DATASET EXCERPTS START

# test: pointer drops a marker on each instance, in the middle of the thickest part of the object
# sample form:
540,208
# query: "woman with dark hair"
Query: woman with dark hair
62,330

DATASET EXCERPTS END

TASK INSTRUCTIONS> Restate each record exactly as written.

SOLUTION FOR THIS PROBLEM>
# test: pointer drops a marker on each instance, in the middle of the thickest part of the object
# sample form:
540,208
# query: "woman with dark hair"
Query: woman with dark hair
62,330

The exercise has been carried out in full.